/---
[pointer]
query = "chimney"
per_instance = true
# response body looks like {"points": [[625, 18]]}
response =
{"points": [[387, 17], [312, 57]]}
\---
**EXERCISE BRIEF**
Down to the last line, copy the entries above exactly.

**TASK OUTPUT**
[pointer]
query = "chimney"
per_instance = true
# response body looks like {"points": [[625, 18]]}
response =
{"points": [[387, 17], [312, 57]]}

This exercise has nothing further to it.